Transforme em lista numerada tudo o que vai da linha dos dados abaixo que contém "Practice. Find the short" até a linha que contém "point(172, 210)", com as duas incluídas. Deixe de fora as linhas em branco.
========================================
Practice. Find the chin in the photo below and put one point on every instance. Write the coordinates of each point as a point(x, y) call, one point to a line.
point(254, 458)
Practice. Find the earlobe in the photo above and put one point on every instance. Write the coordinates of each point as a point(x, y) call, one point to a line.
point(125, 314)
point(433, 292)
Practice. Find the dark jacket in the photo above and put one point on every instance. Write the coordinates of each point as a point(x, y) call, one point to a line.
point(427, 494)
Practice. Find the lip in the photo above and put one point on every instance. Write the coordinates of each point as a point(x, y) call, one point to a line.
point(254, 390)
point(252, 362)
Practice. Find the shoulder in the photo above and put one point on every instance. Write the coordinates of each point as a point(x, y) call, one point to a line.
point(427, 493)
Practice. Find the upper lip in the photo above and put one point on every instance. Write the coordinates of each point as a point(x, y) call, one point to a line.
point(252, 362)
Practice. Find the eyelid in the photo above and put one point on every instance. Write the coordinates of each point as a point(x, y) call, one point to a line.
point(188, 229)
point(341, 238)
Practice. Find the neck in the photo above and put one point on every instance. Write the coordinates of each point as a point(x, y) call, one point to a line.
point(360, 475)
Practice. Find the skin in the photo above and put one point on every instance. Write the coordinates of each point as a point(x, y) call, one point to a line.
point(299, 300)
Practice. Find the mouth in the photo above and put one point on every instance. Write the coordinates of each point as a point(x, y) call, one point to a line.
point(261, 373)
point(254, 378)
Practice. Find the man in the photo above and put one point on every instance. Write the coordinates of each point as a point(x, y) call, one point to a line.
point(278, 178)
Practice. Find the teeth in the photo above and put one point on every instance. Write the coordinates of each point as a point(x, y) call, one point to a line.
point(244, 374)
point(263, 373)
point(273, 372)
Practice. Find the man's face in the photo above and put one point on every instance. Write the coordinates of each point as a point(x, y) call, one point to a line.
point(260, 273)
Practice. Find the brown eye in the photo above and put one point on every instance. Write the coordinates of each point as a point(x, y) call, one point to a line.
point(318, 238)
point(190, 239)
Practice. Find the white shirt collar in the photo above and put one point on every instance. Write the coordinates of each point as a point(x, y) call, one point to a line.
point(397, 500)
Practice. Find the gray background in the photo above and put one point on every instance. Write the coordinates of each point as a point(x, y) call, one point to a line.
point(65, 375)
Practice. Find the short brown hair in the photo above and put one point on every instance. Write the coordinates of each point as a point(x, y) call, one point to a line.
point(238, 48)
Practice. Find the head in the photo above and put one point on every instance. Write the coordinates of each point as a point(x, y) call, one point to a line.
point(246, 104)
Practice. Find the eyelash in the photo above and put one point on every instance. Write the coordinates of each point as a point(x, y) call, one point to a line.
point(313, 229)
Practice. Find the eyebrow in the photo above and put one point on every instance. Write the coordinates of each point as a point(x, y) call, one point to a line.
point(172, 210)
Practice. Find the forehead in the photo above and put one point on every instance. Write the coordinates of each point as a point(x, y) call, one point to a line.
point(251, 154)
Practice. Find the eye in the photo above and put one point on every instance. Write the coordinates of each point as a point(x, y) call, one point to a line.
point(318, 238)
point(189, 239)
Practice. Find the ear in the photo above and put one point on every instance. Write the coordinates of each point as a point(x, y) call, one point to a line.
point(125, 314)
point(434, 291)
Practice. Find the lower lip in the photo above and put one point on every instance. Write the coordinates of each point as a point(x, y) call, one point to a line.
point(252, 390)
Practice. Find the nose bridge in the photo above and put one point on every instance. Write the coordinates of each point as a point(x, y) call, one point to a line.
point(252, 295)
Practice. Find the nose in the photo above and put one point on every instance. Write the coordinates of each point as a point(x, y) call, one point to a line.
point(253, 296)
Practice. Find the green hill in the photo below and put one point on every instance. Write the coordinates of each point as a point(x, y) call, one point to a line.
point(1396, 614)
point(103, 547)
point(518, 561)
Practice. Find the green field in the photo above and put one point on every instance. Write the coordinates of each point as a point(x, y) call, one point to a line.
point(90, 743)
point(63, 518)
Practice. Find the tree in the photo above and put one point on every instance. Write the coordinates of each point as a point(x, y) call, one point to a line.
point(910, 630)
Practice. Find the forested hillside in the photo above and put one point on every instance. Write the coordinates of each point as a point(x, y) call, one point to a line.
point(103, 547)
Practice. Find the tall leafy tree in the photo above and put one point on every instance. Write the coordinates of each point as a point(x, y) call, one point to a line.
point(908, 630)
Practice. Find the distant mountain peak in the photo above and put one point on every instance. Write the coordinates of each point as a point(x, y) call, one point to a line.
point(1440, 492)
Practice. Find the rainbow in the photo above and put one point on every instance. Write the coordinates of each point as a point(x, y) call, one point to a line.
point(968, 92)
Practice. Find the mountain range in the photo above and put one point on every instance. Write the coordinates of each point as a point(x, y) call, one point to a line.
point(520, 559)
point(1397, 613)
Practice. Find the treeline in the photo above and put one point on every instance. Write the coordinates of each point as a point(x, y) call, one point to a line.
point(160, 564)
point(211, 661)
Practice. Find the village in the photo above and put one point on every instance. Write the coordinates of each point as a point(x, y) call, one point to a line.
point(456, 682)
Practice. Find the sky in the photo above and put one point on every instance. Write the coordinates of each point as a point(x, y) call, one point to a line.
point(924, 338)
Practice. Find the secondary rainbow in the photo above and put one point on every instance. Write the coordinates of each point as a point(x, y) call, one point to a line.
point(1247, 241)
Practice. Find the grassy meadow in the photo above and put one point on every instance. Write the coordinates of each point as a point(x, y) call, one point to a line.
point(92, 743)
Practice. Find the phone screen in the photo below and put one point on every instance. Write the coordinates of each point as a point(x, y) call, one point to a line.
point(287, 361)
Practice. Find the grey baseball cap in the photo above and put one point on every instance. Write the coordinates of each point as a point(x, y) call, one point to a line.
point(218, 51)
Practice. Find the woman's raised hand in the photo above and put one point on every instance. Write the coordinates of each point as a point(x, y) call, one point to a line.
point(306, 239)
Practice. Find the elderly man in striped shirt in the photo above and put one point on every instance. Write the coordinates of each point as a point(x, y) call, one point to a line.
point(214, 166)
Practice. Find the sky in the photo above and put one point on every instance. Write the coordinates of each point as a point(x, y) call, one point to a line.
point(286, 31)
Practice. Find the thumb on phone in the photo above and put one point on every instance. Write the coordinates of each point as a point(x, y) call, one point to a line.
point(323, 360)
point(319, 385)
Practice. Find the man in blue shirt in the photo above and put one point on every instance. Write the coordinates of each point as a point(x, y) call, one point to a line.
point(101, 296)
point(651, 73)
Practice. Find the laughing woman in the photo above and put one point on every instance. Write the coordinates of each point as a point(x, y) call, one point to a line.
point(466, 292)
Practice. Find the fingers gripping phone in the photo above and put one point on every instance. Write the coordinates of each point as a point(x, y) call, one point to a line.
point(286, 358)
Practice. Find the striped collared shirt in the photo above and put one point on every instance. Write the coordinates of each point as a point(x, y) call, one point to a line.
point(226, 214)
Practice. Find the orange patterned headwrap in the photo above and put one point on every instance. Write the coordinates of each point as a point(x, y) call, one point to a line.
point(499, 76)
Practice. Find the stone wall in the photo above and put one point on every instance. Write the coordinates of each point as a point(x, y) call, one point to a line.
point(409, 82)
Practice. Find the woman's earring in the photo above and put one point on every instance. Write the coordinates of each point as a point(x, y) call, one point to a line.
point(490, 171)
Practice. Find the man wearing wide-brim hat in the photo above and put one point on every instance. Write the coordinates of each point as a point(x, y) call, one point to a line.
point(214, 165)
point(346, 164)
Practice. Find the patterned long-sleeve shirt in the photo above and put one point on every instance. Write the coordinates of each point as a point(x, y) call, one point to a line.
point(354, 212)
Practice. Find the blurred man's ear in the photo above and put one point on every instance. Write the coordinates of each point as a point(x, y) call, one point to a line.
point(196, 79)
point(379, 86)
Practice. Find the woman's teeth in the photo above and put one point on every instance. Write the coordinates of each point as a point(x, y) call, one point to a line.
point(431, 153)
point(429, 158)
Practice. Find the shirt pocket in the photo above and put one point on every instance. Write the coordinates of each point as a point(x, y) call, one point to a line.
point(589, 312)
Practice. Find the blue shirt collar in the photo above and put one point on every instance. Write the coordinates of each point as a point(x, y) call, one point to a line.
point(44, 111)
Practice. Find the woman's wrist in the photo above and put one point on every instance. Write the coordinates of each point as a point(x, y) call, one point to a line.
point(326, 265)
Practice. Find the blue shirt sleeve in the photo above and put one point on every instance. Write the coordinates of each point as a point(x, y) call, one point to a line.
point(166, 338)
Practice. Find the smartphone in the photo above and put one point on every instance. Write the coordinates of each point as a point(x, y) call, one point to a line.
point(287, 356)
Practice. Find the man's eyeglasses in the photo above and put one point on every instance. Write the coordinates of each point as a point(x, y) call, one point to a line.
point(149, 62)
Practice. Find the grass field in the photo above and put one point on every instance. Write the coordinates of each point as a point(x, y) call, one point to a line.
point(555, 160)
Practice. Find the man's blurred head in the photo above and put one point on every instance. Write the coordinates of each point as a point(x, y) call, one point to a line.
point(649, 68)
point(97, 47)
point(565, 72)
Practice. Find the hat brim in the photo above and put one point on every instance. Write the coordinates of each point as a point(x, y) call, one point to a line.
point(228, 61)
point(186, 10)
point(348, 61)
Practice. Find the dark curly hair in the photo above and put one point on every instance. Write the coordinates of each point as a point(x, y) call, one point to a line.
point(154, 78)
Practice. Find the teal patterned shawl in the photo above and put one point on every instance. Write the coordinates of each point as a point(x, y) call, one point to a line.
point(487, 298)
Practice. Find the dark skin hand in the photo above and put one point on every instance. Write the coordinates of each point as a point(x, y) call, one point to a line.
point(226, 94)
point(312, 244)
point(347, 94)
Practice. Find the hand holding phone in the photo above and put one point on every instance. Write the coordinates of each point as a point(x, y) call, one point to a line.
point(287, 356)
========================================
* **A RESPOSTA**:
1. Practice. Find the short brown hair in the photo above and put one point on every instance. Write the coordinates of each point as a point(x, y) call, one point to a line.
2. point(238, 48)
3. Practice. Find the head in the photo above and put one point on every instance. Write the coordinates of each point as a point(x, y) call, one point to a line.
4. point(246, 104)
5. Practice. Find the eyelash in the photo above and put one point on every instance. Write the coordinates of each point as a point(x, y) call, one point to a line.
6. point(313, 229)
7. Practice. Find the eyebrow in the photo above and put one point on every instance. Write the coordinates of each point as a point(x, y) call, one point to a line.
8. point(172, 210)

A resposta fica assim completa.